- **Document passage**:
Cities are not homogeneous, but areas with similar microclimatic characteristics can be singled out based on land surface features, type of material, human activity, etc. These areas are called local climate zones (LCZ) and they are extremely important in the field of urban climatology. In this study, for the first time, we present LCZs for nine Croatian cities and their wider surroundings: Zagreb, Split, Rijeka, Osijek, Pula, Varaždin, Slavonski Brod, Zadar and Dubrovnik. LCZs were classified using the Local Climate Zone Generator web application. To analyse the thermal characteristics of LCZs in selected cities, we calculated the average land surface temperature (LST) and normalized difference vegetation index (NDVI) for the summer seasons 2017 - 2021 using Google Earth Engine, a cloud-based geospatial analysis platform. An approach for the heat risk estimation based on LCZ, LST and NDVI data is proposed and calculated for the locations of the facilities used by the vulnerable population. The heat risk classes for nursing homes and kindergartens were calculated for two largest Croatian cities, Zagreb and Split.

Records of labeled points

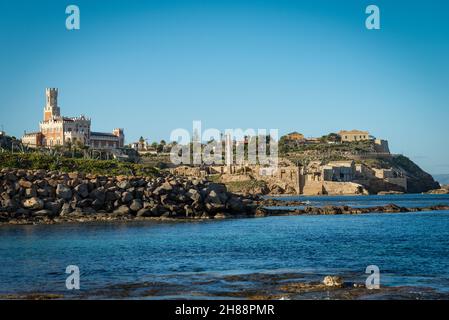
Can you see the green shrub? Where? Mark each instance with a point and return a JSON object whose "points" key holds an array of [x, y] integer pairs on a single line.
{"points": [[104, 167]]}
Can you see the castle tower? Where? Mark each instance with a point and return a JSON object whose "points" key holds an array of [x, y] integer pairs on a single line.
{"points": [[51, 104], [121, 135]]}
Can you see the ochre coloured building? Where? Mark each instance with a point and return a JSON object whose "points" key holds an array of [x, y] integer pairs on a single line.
{"points": [[56, 130]]}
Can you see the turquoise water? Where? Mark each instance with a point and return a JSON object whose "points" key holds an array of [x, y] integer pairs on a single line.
{"points": [[409, 248]]}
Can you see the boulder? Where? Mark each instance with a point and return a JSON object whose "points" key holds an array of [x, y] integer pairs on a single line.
{"points": [[136, 205], [127, 197], [82, 189], [333, 281], [143, 213], [33, 203], [122, 210], [63, 192]]}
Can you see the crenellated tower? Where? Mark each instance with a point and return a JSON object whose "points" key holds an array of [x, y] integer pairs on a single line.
{"points": [[51, 104]]}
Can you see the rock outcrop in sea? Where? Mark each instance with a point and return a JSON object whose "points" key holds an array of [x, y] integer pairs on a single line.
{"points": [[40, 196]]}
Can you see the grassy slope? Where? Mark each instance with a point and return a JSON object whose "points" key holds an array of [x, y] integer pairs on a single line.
{"points": [[46, 162]]}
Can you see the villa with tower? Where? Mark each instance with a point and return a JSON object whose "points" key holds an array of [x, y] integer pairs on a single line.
{"points": [[56, 130]]}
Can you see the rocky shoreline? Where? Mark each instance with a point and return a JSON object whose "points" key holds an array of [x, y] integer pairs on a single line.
{"points": [[45, 197], [254, 286], [49, 197]]}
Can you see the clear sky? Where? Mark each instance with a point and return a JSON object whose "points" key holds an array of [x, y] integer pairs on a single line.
{"points": [[307, 66]]}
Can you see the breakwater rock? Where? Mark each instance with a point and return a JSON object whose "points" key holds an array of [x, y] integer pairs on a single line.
{"points": [[334, 210], [41, 196]]}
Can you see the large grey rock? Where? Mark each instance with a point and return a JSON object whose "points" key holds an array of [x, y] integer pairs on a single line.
{"points": [[122, 210], [333, 281], [33, 203], [194, 194], [124, 185], [236, 204], [136, 205], [63, 192], [143, 213], [127, 197], [82, 189], [53, 206]]}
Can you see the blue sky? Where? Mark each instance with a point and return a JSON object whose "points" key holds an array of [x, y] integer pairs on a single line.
{"points": [[312, 67]]}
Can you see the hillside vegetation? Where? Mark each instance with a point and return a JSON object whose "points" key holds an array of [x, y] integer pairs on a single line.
{"points": [[63, 164]]}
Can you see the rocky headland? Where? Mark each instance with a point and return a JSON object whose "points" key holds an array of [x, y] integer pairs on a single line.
{"points": [[41, 196], [47, 197]]}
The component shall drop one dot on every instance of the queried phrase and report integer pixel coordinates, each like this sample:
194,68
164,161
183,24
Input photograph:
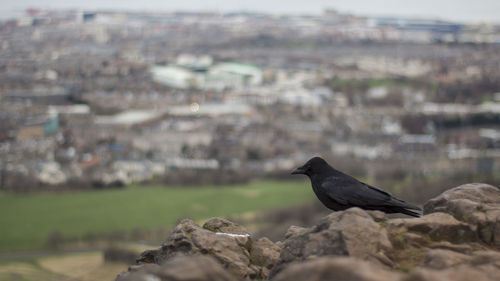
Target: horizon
481,11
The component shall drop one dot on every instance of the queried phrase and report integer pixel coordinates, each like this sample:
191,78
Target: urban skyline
464,11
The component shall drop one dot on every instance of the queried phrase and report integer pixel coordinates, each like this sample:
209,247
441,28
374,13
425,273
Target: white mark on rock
232,234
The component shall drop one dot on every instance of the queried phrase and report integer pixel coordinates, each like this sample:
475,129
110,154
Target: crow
339,191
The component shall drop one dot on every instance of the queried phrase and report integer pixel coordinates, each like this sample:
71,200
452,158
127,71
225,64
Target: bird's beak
299,171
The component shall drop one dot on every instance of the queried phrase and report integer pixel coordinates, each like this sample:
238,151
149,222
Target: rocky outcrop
228,243
349,233
456,239
476,204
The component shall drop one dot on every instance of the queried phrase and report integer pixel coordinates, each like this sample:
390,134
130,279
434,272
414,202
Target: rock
438,226
264,253
440,259
229,243
460,273
194,268
477,204
337,268
180,268
456,239
224,226
349,233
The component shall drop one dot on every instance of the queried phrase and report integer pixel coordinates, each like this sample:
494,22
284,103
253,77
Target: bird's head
315,165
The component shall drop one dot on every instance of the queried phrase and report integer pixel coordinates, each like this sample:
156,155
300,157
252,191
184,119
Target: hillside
458,238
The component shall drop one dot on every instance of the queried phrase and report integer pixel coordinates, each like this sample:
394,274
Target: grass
68,267
26,220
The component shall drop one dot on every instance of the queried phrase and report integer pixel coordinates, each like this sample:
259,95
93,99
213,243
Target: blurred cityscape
101,99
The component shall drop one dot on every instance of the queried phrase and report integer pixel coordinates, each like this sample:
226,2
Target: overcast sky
459,10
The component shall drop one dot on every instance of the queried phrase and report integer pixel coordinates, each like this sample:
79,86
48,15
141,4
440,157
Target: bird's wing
349,191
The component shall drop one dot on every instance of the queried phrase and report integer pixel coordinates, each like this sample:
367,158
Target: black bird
338,191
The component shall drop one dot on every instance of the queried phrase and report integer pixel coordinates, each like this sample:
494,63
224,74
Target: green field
27,219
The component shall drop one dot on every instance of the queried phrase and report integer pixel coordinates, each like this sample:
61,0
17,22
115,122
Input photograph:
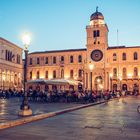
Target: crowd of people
65,96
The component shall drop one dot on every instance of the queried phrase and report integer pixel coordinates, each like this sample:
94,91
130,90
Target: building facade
116,67
11,68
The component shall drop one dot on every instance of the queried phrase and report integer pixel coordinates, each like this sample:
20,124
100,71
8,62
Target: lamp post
91,69
111,81
120,83
25,108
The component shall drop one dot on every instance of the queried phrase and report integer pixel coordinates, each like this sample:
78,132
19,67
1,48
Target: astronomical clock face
96,55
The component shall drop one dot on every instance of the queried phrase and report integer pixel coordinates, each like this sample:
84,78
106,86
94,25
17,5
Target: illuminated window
124,56
46,75
62,73
80,73
30,74
135,71
80,58
46,60
96,33
71,73
71,59
38,60
31,61
124,72
54,74
135,56
54,60
115,72
114,57
62,59
38,75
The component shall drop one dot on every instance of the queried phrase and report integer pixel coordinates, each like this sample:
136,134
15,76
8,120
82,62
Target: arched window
80,58
135,56
71,59
115,72
124,72
54,60
54,74
62,73
71,73
31,61
62,59
124,56
114,57
30,74
37,75
46,60
135,71
38,60
80,73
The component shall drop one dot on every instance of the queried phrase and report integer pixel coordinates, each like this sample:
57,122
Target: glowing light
91,66
98,80
111,75
66,76
50,77
101,86
129,75
26,39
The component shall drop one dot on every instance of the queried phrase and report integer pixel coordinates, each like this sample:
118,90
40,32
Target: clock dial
96,55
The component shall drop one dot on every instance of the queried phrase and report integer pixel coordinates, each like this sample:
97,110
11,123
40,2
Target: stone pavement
115,120
9,108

- **Exercise objective**: In the abstract on local climate zones, for which two types of facilities were heat risk classes calculated in Zagreb and Split?

- **Correct response**: Nursing homes and kindergartens.